Oefeningsdoel –
Schrijf alle items hieronder regel voor regel ongewijzigd over.

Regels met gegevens
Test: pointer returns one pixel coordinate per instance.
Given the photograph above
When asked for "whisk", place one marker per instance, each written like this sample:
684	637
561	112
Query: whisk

Oplossing hieronder –
Test: pointer returns one pixel coordinate per instance.
Given the photograph above
When asked for "whisk", place one marker per instance, each written like this sample:
684	637
561	112
Query: whisk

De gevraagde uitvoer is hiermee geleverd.